◆ **Your instructions**:
Please copy the lines below word for word, beginning at the line that contains "Could you please locate the overcast" and stopping after the final line.
* begin Task data *
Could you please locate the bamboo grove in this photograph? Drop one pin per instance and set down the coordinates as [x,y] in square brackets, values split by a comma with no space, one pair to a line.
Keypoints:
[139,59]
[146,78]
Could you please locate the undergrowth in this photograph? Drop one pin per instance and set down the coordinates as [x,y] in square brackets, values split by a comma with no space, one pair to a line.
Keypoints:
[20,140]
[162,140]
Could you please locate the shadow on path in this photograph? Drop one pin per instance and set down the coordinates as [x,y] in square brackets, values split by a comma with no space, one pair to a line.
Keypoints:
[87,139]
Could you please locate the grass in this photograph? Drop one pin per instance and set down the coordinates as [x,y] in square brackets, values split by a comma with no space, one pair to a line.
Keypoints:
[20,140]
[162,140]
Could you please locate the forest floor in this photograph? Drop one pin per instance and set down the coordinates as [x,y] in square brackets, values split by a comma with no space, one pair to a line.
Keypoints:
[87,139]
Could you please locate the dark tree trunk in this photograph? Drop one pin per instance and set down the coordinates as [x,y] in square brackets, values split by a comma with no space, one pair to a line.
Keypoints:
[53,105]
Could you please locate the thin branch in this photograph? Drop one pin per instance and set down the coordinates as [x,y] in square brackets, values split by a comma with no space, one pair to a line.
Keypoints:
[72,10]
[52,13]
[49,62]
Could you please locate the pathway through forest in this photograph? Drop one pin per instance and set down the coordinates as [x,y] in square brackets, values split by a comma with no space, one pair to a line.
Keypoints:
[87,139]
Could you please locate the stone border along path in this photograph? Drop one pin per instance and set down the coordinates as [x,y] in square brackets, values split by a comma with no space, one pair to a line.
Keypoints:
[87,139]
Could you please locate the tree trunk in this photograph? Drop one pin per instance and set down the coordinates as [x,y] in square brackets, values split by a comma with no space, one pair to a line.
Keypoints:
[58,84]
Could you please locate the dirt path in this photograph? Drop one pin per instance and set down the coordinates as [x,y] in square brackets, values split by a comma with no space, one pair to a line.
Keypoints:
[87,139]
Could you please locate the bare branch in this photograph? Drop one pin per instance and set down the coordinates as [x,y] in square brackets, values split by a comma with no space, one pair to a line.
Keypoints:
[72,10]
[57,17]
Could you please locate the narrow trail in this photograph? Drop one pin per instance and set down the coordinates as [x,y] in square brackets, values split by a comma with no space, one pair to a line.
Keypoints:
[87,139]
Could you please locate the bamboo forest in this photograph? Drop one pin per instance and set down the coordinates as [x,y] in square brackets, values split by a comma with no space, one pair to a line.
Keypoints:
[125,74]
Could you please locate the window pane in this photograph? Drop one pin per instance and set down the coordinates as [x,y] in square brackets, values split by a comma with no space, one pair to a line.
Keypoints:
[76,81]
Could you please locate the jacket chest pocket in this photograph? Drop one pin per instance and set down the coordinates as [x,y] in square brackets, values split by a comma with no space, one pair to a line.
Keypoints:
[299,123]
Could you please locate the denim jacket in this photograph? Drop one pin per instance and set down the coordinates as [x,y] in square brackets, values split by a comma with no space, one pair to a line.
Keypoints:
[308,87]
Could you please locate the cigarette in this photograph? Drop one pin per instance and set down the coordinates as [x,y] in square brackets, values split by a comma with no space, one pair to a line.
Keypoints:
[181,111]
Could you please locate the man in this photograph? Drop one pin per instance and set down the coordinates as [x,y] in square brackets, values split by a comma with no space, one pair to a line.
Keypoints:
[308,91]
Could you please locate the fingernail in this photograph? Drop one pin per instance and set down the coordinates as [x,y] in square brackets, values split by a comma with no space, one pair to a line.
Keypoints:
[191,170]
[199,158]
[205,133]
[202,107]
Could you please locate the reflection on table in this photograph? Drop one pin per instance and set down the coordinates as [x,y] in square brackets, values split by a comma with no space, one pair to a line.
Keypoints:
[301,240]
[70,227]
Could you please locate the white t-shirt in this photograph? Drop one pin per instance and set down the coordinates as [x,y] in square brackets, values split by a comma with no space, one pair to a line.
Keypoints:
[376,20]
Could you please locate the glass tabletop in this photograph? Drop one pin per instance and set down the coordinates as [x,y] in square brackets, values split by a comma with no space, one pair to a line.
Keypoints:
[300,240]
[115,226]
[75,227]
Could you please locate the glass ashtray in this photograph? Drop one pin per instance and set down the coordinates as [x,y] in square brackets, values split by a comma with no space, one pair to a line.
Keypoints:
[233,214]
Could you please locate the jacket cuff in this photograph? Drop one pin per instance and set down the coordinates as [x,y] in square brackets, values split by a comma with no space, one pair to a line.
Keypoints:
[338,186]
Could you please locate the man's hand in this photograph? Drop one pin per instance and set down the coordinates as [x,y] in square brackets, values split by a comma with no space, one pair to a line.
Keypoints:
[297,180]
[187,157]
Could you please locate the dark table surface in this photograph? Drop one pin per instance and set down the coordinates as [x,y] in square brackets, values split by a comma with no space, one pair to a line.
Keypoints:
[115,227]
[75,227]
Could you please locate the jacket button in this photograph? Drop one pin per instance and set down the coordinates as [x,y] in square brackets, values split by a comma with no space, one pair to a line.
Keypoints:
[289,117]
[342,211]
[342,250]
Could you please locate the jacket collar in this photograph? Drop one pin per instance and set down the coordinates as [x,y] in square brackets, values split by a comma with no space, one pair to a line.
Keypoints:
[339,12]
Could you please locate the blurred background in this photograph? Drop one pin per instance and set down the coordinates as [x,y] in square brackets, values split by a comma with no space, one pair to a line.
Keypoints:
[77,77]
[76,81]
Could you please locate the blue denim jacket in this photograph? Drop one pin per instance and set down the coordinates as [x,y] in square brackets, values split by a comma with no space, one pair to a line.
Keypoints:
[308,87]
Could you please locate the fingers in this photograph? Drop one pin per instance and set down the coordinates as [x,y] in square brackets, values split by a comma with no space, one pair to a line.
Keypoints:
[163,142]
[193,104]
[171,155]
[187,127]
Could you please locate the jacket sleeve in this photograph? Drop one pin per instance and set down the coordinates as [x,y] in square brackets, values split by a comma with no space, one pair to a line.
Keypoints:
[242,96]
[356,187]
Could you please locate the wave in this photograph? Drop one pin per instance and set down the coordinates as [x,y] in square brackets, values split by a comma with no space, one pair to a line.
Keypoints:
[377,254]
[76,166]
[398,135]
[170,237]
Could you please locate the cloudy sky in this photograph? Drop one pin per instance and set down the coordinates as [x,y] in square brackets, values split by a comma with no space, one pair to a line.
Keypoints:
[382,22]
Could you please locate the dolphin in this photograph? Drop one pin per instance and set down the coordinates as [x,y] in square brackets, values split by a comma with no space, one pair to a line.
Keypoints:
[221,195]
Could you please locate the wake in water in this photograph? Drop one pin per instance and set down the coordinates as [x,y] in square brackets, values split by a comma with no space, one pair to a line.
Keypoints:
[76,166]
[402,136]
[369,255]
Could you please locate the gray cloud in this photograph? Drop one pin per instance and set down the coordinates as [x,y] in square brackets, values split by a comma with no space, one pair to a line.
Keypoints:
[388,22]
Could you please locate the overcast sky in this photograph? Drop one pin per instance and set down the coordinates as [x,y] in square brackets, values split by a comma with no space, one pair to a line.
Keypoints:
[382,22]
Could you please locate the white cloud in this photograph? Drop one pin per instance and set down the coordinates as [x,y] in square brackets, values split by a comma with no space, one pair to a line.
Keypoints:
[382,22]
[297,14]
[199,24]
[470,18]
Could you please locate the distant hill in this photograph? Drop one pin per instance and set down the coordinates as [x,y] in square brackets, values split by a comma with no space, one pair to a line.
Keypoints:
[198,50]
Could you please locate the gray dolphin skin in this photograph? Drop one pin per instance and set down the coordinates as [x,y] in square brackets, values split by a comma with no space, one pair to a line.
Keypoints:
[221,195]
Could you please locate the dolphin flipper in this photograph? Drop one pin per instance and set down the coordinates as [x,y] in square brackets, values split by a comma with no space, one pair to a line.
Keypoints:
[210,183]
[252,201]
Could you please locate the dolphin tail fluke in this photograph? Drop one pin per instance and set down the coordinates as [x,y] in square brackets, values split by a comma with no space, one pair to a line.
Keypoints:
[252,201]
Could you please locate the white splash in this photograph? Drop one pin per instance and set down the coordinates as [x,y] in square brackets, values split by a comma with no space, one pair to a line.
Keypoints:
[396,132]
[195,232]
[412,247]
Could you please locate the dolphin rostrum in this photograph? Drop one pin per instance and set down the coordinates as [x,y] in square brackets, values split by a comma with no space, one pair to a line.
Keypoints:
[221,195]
* end Task data *
◆ **Output**:
Could you please locate the overcast sky in this photograph? Drop one pin per instance and set down the coordinates as [x,y] in square brackets, values split by a comma with no space, one pair to a line.
Keypoints:
[382,22]
Could you please locate the white cloud in this photograph? Drop one pin per instance and set down the coordinates as [x,y] in square brackets, values split by a comma with no space, one pair to a line.
Keypoints:
[382,22]
[297,14]
[199,24]
[470,18]
Could you please locate the distant hill in this photograph? Drop one pin per instance and set down the coordinates as [x,y] in square brackets, values split by a comma with no space, one pair to a line.
Keypoints:
[198,50]
Could you please locate the gray dolphin skin in this photograph? Drop one pin per instance and set down the coordinates as [x,y] in square brackets, values split by a comma with no space, one pair to a line.
Keypoints:
[221,195]
Could you please locate the dolphin flipper in this photograph? Drop one pin per instance and set down the coordinates as [x,y] in square brackets, values split by a comma with no space, one pair to a line.
Keypoints:
[210,183]
[252,201]
Could you please locate the dolphin tail fluke in this photograph? Drop one pin per instance and set down the coordinates as [x,y] in square brackets, values split by a comma with no space, one pair to a line.
Keypoints:
[252,201]
Could you please locate the white splash in this photograph? Drop one pin per instance and set down the coordinates as [x,y] in square brackets, values split by a comma with no space, one pair to a line.
Keypoints:
[396,132]
[195,232]
[412,247]
Could you please locate the dolphin rostrum in this photograph? Drop one pin per instance and set down the coordinates as [x,y] in square brackets, values split by a comma with no space, one pair to a line.
Keypoints:
[221,195]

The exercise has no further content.